■ **Aim of the exercise**
Render each line of the items below as a Markdown table with a numbered Row column and a Line column, skipping blank lines. Omit the pictures.

■ **Source records**

##########

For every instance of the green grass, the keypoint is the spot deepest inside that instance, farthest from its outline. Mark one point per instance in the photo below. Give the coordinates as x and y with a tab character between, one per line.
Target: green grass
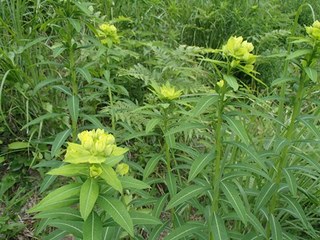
240	160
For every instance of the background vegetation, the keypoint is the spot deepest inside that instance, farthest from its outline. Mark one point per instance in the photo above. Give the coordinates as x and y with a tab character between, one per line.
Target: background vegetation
264	128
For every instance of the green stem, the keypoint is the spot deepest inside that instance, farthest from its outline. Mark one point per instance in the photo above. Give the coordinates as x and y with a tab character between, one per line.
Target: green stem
219	151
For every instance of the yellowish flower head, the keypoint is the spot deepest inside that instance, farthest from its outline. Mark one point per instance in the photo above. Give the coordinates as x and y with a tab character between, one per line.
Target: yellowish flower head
95	147
240	50
314	30
122	169
169	92
95	171
107	33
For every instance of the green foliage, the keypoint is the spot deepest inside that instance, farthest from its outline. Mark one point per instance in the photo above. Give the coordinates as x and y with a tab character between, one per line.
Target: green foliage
222	130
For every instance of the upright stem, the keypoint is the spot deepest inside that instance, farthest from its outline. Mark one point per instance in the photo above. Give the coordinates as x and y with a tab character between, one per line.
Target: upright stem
73	79
219	152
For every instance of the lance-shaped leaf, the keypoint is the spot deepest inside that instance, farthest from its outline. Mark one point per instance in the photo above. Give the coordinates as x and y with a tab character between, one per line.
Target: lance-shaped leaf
92	228
199	164
130	182
57	196
236	202
70	170
218	229
88	196
276	231
59	141
73	227
117	211
110	176
73	106
186	194
265	194
140	218
185	230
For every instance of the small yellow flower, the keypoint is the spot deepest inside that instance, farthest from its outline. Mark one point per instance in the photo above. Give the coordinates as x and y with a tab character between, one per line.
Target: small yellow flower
95	171
168	92
314	30
122	169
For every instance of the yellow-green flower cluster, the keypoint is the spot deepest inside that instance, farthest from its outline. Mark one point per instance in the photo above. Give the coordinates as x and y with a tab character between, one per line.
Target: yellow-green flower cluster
96	146
241	52
169	92
107	33
314	30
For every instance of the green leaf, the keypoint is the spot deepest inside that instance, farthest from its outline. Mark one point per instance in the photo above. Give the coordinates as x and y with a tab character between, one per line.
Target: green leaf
85	73
256	224
18	145
93	119
59	141
298	53
291	181
184	126
110	176
186	194
171	183
156	232
71	170
276	231
237	127
73	227
203	104
265	195
88	195
297	210
117	211
57	196
41	119
60	213
232	81
73	106
140	218
236	202
75	23
200	163
218	229
312	74
92	228
159	206
132	183
56	235
151	165
185	230
151	124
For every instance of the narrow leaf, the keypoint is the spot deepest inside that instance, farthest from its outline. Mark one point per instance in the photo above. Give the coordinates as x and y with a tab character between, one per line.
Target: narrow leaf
188	229
73	227
59	141
110	176
92	228
88	195
265	195
151	165
186	194
71	170
236	202
140	218
203	104
118	212
199	164
218	229
73	106
276	231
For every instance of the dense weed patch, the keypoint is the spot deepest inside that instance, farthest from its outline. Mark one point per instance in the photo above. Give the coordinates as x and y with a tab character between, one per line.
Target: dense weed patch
159	119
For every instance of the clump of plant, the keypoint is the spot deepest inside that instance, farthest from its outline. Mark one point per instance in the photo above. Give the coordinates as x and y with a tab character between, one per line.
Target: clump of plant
98	194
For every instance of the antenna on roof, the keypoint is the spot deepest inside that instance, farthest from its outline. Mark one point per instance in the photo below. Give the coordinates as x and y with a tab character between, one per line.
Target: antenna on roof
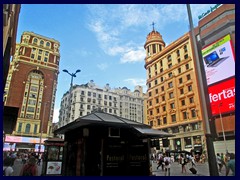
153	25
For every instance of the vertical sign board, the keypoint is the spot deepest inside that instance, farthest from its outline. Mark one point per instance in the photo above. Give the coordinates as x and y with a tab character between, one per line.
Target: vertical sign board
219	65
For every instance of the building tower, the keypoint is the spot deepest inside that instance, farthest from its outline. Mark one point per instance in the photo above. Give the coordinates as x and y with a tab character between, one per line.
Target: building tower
31	85
173	103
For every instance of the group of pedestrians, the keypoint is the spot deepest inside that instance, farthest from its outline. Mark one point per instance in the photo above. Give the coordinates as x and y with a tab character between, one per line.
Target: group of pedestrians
21	164
226	160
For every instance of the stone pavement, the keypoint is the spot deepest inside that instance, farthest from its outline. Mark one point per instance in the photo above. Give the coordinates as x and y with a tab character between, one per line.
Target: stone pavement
176	170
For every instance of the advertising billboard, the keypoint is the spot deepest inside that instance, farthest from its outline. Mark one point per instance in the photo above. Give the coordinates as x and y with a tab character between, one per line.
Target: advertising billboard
218	59
222	97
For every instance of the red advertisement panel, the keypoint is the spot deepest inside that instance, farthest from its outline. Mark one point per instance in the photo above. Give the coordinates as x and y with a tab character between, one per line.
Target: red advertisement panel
222	97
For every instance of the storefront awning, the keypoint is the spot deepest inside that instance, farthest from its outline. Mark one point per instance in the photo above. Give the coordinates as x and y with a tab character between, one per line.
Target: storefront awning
101	118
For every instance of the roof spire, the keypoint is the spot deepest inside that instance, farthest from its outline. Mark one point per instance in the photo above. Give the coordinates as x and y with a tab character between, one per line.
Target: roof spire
153	25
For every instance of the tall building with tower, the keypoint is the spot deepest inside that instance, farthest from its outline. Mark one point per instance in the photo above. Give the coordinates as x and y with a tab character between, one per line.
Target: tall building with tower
31	86
173	103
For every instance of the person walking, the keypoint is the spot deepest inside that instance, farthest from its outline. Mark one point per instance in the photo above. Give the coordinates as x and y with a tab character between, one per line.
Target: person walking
7	167
183	163
30	168
231	165
167	164
219	162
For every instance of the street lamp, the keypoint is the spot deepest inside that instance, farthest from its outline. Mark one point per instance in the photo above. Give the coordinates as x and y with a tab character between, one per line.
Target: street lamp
72	75
70	92
220	114
41	128
213	169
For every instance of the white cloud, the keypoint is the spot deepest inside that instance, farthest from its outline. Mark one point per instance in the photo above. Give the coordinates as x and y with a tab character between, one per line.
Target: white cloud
55	115
102	66
136	81
133	56
111	22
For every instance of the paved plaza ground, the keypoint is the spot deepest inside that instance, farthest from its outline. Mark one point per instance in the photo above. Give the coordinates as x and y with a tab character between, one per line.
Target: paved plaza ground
176	170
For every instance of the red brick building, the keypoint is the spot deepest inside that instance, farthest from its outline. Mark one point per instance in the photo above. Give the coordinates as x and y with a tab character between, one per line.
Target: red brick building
31	87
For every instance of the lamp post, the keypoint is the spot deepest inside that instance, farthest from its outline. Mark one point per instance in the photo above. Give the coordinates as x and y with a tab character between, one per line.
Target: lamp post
213	169
70	92
41	128
72	75
220	114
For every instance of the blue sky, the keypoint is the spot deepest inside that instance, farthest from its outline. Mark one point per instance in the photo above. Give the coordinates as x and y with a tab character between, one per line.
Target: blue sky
104	41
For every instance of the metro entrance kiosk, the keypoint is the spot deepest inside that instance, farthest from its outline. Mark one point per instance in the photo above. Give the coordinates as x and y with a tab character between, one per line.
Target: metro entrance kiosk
53	156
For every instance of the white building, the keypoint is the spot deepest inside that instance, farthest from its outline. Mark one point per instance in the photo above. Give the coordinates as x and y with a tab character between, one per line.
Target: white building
88	97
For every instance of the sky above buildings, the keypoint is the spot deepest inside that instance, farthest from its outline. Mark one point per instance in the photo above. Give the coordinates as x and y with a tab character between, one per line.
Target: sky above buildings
105	41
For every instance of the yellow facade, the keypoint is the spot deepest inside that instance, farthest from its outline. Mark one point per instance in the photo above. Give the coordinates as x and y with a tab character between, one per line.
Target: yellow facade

##########

■ **Solution to the problem**
| Row | Line |
|---|---|
| 1 | For every instance of the green grass, the keypoint is the spot deepest inside that instance, farthest from its outline. Mark one point per instance in the photo below. Give the coordinates as x and y with a tab character between, one per line. |
| 2 | Target: green grass |
| 3 | 240	160 |
| 4 | For every instance of the background vegetation, the keypoint is the spot deepest inside that instance, farthest from its outline. Mark one point per instance in the photo above. Give the coordinates as x and y with a tab character between, one per line. |
| 5 | Target: background vegetation |
| 6 | 264	128 |
| 7 | For every instance of the green stem, the keypoint is the spot deepest inside that instance, farthest from its outline. Mark one point per instance in the photo above. Give the coordinates as x and y with a tab character between, one per line. |
| 8 | Target: green stem |
| 9 | 219	151 |
| 10 | For every instance of the yellowish flower head, the keypoint is the spot deepest inside that instance, farthest from its outline. Mark one point per instance in the photo above. Give the coordinates as x and y with a tab character between, one per line. |
| 11 | Target: yellowish flower head |
| 12 | 95	147 |
| 13 | 240	50 |
| 14 | 314	30 |
| 15 | 122	169 |
| 16 | 169	92 |
| 17 | 95	171 |
| 18 | 107	33 |
| 19 | For every instance of the green foliage, the keypoint is the spot deepest inside that instance, farthest from its outline. Mark one point per instance in the photo above. Give the coordinates as x and y with a tab character between, one per line. |
| 20 | Target: green foliage |
| 21 | 222	130 |
| 22 | For every instance of the upright stem, the keypoint is the spot deepest inside that instance, farthest from its outline. Mark one point per instance in the photo above. Give the coordinates as x and y with a tab character between, one per line. |
| 23 | Target: upright stem |
| 24 | 73	79 |
| 25 | 219	152 |
| 26 | For every instance of the lance-shaped leaf, the keypoint is the spot deepest inside that instance, farthest from its outline. Mark one point per instance in the photo above. Give the coordinates as x and y with a tab character between, one per line. |
| 27 | Target: lance-shaped leaf |
| 28 | 92	228 |
| 29 | 199	164 |
| 30 | 130	182 |
| 31 | 57	196 |
| 32 | 236	202 |
| 33 | 70	170 |
| 34 | 218	229 |
| 35 | 88	196 |
| 36 | 276	231 |
| 37 | 59	141 |
| 38 | 73	227 |
| 39 | 117	211 |
| 40 | 110	176 |
| 41 | 73	106 |
| 42 | 186	194 |
| 43 | 265	194 |
| 44 | 140	218 |
| 45 | 185	230 |
| 46 | For every instance of the small yellow flower, the keypoint is the spot deepest inside that instance, farthest from its outline. Mark one point per instance in the photo above. Give the coordinates as x and y with a tab character between, one per line. |
| 47 | Target: small yellow flower |
| 48 | 95	171 |
| 49 | 168	92 |
| 50 | 314	30 |
| 51 | 122	169 |
| 52 | For every instance of the yellow-green flower cluster, the keypoint is the spot deepest inside that instance, farthest from its outline. Mark one point per instance in the photo above. Give the coordinates as x and y with a tab character between, one per line. |
| 53 | Target: yellow-green flower cluster |
| 54 | 96	146 |
| 55 | 241	52 |
| 56 | 169	92 |
| 57 | 107	33 |
| 58 | 314	30 |
| 59 | For every instance of the green leaf, the keypoint is the spot deepest inside that instance, farthest from its outline. Mark one point per instance in the photo above. Give the coordinates as x and y with a tab character between, one per line. |
| 60 | Target: green leaf |
| 61 | 85	73 |
| 62 | 256	224 |
| 63 | 18	145 |
| 64 | 93	119 |
| 65 | 59	141 |
| 66 | 298	53 |
| 67 | 291	181 |
| 68 | 184	126 |
| 69 | 110	176 |
| 70 | 186	194 |
| 71 | 171	183 |
| 72 | 156	232 |
| 73 | 71	170 |
| 74 | 276	231 |
| 75 | 237	127 |
| 76 | 73	227 |
| 77 | 203	104 |
| 78 | 265	195 |
| 79 | 88	195 |
| 80 | 297	210 |
| 81 | 117	211 |
| 82 | 57	196 |
| 83 | 41	119 |
| 84 | 60	213 |
| 85 | 232	81 |
| 86 | 73	106 |
| 87 | 140	218 |
| 88 | 236	202 |
| 89 | 75	23 |
| 90 | 200	163 |
| 91 | 218	229 |
| 92 | 312	74 |
| 93 | 92	228 |
| 94 | 159	206 |
| 95 | 132	183 |
| 96 | 56	235 |
| 97 | 151	165 |
| 98 | 185	230 |
| 99 | 151	124 |
| 100 | For every instance of the narrow leaf, the keypoint is the spot deepest inside that instance, farthest from its outline. Mark one point per instance in the photo above. Give the coordinates as x and y with a tab character between, one per line. |
| 101 | Target: narrow leaf |
| 102 | 188	229 |
| 103 | 73	227 |
| 104 | 59	141 |
| 105 | 110	176 |
| 106 | 92	228 |
| 107 | 88	195 |
| 108 | 265	195 |
| 109 | 151	165 |
| 110 | 186	194 |
| 111 | 71	170 |
| 112 | 236	202 |
| 113 | 140	218 |
| 114 | 203	104 |
| 115 | 118	212 |
| 116 | 199	164 |
| 117 | 218	229 |
| 118 | 73	106 |
| 119 | 276	231 |
| 120 | For every instance of the dense weed patch, the keypoint is the spot deepest inside that instance, farthest from its outline. Mark one point per instance in the photo above. Give the coordinates as x and y with a tab character between, one per line. |
| 121 | Target: dense weed patch |
| 122 | 159	119 |
| 123 | For every instance of the clump of plant, the keypoint is the spot deepest inside that instance, farthest from its outline. Mark one point per instance in the photo above. Give the coordinates as x and y with a tab character between, one per line. |
| 124 | Target: clump of plant |
| 125 | 98	194 |
| 126 | For every instance of the antenna on roof, the keypoint is the spot deepest inside that instance, farthest from its outline. Mark one point per instance in the photo below. Give the coordinates as x and y with a tab character between, one per line. |
| 127 | Target: antenna on roof |
| 128 | 153	25 |
| 129 | For every instance of the vertical sign board, the keypoint is the spot deepest inside that instance, farthest from its outline. Mark one point per instance in the photo above. Give the coordinates as x and y with a tab character between, one per line. |
| 130 | Target: vertical sign board |
| 131 | 219	65 |
| 132 | For every instance of the building tower, the keypoint is the spot deepest inside that instance, farthest from its outline. Mark one point per instance in the photo above. Give the coordinates as x and y with a tab character between, one per line. |
| 133 | Target: building tower |
| 134 | 31	85 |
| 135 | 173	103 |
| 136 | For every instance of the group of pedestrians, the keypoint is the spot deepest inside that instance, farthest from its outline. Mark one point per instance in the photo above. Give the coordinates as x and y with a tab character between, one per line. |
| 137 | Target: group of pedestrians |
| 138 | 21	164 |
| 139 | 226	160 |
| 140 | For every instance of the stone pavement, the keypoint is the spot deepest inside that instance, farthest from its outline. Mark one point per instance in the photo above. Give the coordinates as x and y with a tab character between, one per line. |
| 141 | Target: stone pavement |
| 142 | 176	170 |
| 143 | For every instance of the advertising billboard, the keypoint is the spot deepest inside that instance, farthest from its outline. Mark one point per instance in the photo above. Give the coordinates as x and y with a tab character between, one per line. |
| 144 | Target: advertising billboard |
| 145 | 218	59 |
| 146 | 222	97 |
| 147 | For every instance of the red advertisement panel, the keypoint is the spot deepest inside that instance, farthest from its outline. Mark one point per instance in the photo above. Give the coordinates as x and y with a tab character between, one per line. |
| 148 | Target: red advertisement panel |
| 149 | 222	97 |
| 150 | For every instance of the storefront awning, the keypoint is the spot deepest inside that instance, farthest from its outline. Mark one point per instance in the photo above. Give the coordinates as x and y with a tab character between, one per line. |
| 151 | Target: storefront awning |
| 152 | 101	118 |
| 153 | For every instance of the roof spire, the keypoint is the spot deepest inside that instance, farthest from its outline. Mark one point per instance in the photo above. Give the coordinates as x and y with a tab character between, one per line. |
| 154 | Target: roof spire |
| 155 | 153	25 |
| 156 | For every instance of the tall building with tower, the keypoint is the spot deepest inside that instance, farthest from its outline. Mark one point per instance in the photo above. Give the coordinates as x and y with a tab character between, one per line. |
| 157 | Target: tall building with tower |
| 158 | 31	86 |
| 159 | 173	103 |
| 160 | For every instance of the person walking, the keypoint is the spot deepest inside that instance, farthest from its outline. Mark one point per instance in the photo above. Give the coordinates as x and y with a tab character between, one per line. |
| 161 | Target: person walking |
| 162 | 7	167 |
| 163 | 183	163 |
| 164 | 30	168 |
| 165 | 231	165 |
| 166 | 167	164 |
| 167 | 219	162 |
| 168 | For every instance of the street lamp, the keypoint is the spot deepest inside that instance, farthest from its outline. Mark one point per instance in the photo above. Give the coordinates as x and y with a tab character between, one per line. |
| 169 | Target: street lamp |
| 170 | 72	75 |
| 171 | 70	92 |
| 172 | 220	114 |
| 173 | 41	128 |
| 174 | 213	169 |
| 175 | For every instance of the white cloud, the keypoint is the spot deepest inside that instance, farthest from its outline. Mark one point per instance in the photo above. Give the coordinates as x and y with a tab character between, one per line. |
| 176 | Target: white cloud |
| 177 | 55	115 |
| 178 | 102	66 |
| 179 | 136	81 |
| 180 | 133	56 |
| 181 | 111	22 |
| 182 | For every instance of the paved plaza ground, the keypoint is the spot deepest inside that instance, farthest from its outline. Mark one point per instance in the photo above. Give the coordinates as x and y with a tab character between, one per line. |
| 183 | Target: paved plaza ground |
| 184 | 176	170 |
| 185 | For every instance of the red brick building, the keypoint is the spot deepest inside that instance, farthest from its outline. Mark one point per instance in the photo above. Give the coordinates as x and y with a tab character between, one per line. |
| 186 | Target: red brick building |
| 187 | 31	87 |
| 188 | For every instance of the lamp post, the keypoint is the spot deepest inside that instance, farthest from its outline. Mark one point per instance in the photo above. Give the coordinates as x and y with a tab character between, one per line. |
| 189 | Target: lamp post |
| 190 | 213	169 |
| 191 | 70	92 |
| 192 | 41	128 |
| 193 | 72	75 |
| 194 | 220	114 |
| 195 | For every instance of the blue sky, the keypoint is the spot deepest inside that instance, farthest from its outline. Mark one point per instance in the photo above. Give the coordinates as x and y with a tab character between, one per line. |
| 196 | Target: blue sky |
| 197 | 104	41 |
| 198 | For every instance of the metro entrance kiosk, the keypoint is the spot deepest inside that instance, farthest from its outline. Mark one point per instance in the photo above. Give the coordinates as x and y with a tab character between, one per line. |
| 199 | Target: metro entrance kiosk |
| 200 | 53	156 |
| 201 | For every instance of the white building, the keypoint is the spot deepest inside that instance, farthest from its outline. Mark one point per instance in the photo above. Give the coordinates as x and y with a tab character between, one per line. |
| 202 | Target: white building |
| 203 | 88	97 |
| 204 | For every instance of the sky above buildings, the keypoint is the spot deepest inside that instance, farthest from its outline. Mark one point per instance in the photo above. Give the coordinates as x and y with a tab character between, one per line. |
| 205 | Target: sky above buildings |
| 206 | 105	41 |
| 207 | For every instance of the yellow facade, the keypoint is the spot deepest inside that instance, farthest from its outline. Mark one point per instance in the photo above. Give the coordinates as x and y with a tab character between, one per line. |
| 208 | Target: yellow facade |